__Directions__
Can you give every line of the data below as a JSON list of strings, one string per line, leaving out blank lines and the pictures?

__Data for processing__
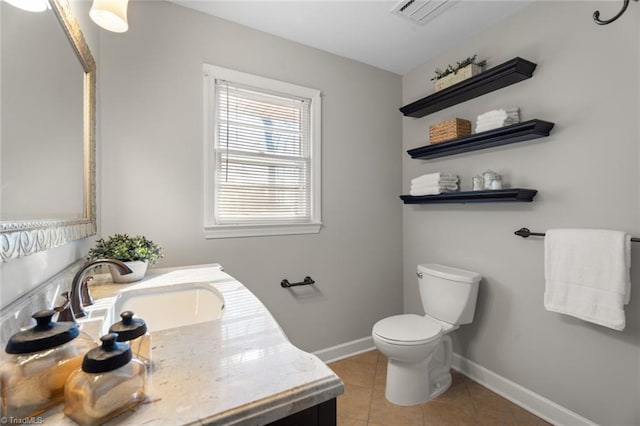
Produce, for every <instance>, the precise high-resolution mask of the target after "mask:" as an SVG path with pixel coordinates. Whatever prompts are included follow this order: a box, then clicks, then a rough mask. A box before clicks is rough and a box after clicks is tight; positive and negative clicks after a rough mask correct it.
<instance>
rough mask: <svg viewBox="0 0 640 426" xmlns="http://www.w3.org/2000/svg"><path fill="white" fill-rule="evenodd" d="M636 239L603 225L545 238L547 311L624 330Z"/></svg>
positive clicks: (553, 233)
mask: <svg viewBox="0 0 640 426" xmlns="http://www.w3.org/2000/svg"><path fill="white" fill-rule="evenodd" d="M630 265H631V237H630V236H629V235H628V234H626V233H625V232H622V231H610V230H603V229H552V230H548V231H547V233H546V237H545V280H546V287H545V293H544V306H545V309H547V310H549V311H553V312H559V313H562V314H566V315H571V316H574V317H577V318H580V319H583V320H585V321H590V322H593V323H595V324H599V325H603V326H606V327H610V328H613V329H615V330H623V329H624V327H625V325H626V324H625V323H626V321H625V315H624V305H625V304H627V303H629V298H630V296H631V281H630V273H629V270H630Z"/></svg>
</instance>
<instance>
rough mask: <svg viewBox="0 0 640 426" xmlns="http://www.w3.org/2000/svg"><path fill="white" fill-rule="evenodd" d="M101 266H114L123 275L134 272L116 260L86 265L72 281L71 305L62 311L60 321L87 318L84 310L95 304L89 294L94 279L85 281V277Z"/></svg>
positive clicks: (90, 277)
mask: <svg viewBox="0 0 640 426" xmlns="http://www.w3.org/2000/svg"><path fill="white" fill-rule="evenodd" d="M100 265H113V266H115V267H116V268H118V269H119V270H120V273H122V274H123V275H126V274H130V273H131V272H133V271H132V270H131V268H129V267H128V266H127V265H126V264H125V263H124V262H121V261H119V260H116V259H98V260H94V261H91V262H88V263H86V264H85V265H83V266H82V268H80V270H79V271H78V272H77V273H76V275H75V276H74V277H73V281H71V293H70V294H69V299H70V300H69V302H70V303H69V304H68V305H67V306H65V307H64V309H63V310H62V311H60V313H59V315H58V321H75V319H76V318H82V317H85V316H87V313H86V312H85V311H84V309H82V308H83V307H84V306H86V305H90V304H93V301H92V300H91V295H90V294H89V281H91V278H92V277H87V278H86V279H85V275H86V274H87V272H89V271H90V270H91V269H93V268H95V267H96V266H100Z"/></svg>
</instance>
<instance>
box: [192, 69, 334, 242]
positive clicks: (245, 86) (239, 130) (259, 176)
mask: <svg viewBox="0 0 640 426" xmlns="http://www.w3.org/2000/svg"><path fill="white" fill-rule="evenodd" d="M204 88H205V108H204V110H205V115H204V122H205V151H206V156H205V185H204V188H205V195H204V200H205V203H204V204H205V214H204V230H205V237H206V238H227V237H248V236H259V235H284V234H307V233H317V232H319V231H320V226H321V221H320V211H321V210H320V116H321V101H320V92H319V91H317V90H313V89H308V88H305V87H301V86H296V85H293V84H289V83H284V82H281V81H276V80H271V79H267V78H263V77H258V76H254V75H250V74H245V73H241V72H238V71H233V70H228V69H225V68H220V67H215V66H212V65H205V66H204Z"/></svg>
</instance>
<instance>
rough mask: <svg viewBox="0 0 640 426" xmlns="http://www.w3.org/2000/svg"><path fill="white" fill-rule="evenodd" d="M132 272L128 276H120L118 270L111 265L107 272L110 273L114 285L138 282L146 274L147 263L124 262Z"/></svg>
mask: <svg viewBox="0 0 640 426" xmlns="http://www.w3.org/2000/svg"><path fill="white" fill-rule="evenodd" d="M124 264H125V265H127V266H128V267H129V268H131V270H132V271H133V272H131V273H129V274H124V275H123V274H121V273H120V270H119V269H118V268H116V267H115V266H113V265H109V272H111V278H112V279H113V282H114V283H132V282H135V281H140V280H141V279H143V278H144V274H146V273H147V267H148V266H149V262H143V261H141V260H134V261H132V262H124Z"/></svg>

__Answer space__
[
  "Produce, for every <instance>, the precise high-resolution mask of the target after \"mask:\" as an SVG path with pixel coordinates. Whatever prompts are included follow this order: a box, then clicks, then a rough mask. A box before clicks is rough and a box after clicks is tight; positive and negative clicks after a rough mask correct it.",
  "<instance>",
  "rough mask: <svg viewBox=\"0 0 640 426\" xmlns=\"http://www.w3.org/2000/svg\"><path fill=\"white\" fill-rule=\"evenodd\" d=\"M636 239L603 225L545 238L547 311L624 330Z\"/></svg>",
  "positive clicks: (553, 233)",
  "mask: <svg viewBox=\"0 0 640 426\" xmlns=\"http://www.w3.org/2000/svg\"><path fill=\"white\" fill-rule=\"evenodd\" d=\"M630 265H631V237H630V236H629V235H628V234H626V233H625V232H622V231H610V230H603V229H552V230H548V231H547V233H546V237H545V280H546V287H545V293H544V306H545V309H547V310H549V311H553V312H559V313H562V314H566V315H571V316H574V317H577V318H580V319H583V320H585V321H590V322H593V323H595V324H599V325H603V326H606V327H610V328H613V329H615V330H623V329H624V327H625V325H626V324H625V323H626V321H625V315H624V305H625V304H627V303H629V298H630V296H631V281H630V273H629V270H630Z\"/></svg>",
  "</instance>",
  "<instance>",
  "rough mask: <svg viewBox=\"0 0 640 426\" xmlns=\"http://www.w3.org/2000/svg\"><path fill=\"white\" fill-rule=\"evenodd\" d=\"M101 266H114L123 275L134 272L116 260L86 265L72 281L71 305L62 311L60 321L87 318L84 310L95 304L89 294L94 279L85 281V277Z\"/></svg>",
  "positive clicks: (90, 277)",
  "mask: <svg viewBox=\"0 0 640 426\" xmlns=\"http://www.w3.org/2000/svg\"><path fill=\"white\" fill-rule=\"evenodd\" d=\"M100 265H113V266H115V267H116V268H118V269H119V270H120V273H122V274H123V275H126V274H130V273H131V272H133V271H132V270H131V268H129V267H128V266H127V265H126V264H125V263H124V262H121V261H119V260H116V259H98V260H94V261H91V262H88V263H86V264H85V265H83V266H82V268H80V270H79V271H78V272H77V273H76V275H75V276H74V277H73V281H71V293H70V294H69V299H70V300H69V302H70V303H69V304H68V305H67V306H65V307H64V309H63V310H62V311H60V313H59V315H58V321H75V319H76V318H82V317H85V316H87V313H86V312H85V311H84V309H82V308H83V307H84V306H86V305H90V304H93V301H92V300H91V295H90V294H89V281H91V278H92V277H87V278H86V279H85V275H86V274H87V272H89V271H90V270H91V269H93V268H95V267H96V266H100Z\"/></svg>",
  "</instance>",
  "<instance>",
  "box: [192, 69, 334, 242]",
  "positive clicks: (245, 86) (239, 130) (259, 176)",
  "mask: <svg viewBox=\"0 0 640 426\" xmlns=\"http://www.w3.org/2000/svg\"><path fill=\"white\" fill-rule=\"evenodd\" d=\"M204 88H205V108H204V110H205V115H204V122H205V151H206V156H205V185H204V188H205V195H204V200H205V203H204V204H205V214H204V230H205V237H206V238H227V237H248V236H259V235H284V234H307V233H317V232H319V231H320V226H321V221H320V211H321V210H320V116H321V101H320V92H319V91H317V90H313V89H308V88H305V87H301V86H296V85H293V84H289V83H284V82H281V81H276V80H271V79H267V78H263V77H258V76H254V75H250V74H245V73H241V72H238V71H233V70H228V69H225V68H220V67H215V66H212V65H205V66H204Z\"/></svg>",
  "</instance>",
  "<instance>",
  "rough mask: <svg viewBox=\"0 0 640 426\" xmlns=\"http://www.w3.org/2000/svg\"><path fill=\"white\" fill-rule=\"evenodd\" d=\"M132 272L128 276H120L118 270L111 265L107 272L110 273L114 285L138 282L146 274L147 263L124 262Z\"/></svg>",
  "mask: <svg viewBox=\"0 0 640 426\" xmlns=\"http://www.w3.org/2000/svg\"><path fill=\"white\" fill-rule=\"evenodd\" d=\"M124 264H125V265H127V266H128V267H129V268H131V270H132V271H133V272H131V273H129V274H124V275H123V274H121V273H120V270H119V269H118V268H116V267H115V266H113V265H109V272H111V278H112V279H113V282H114V283H132V282H135V281H140V280H141V279H143V278H144V274H146V273H147V267H148V266H149V262H143V261H141V260H134V261H132V262H124Z\"/></svg>"
]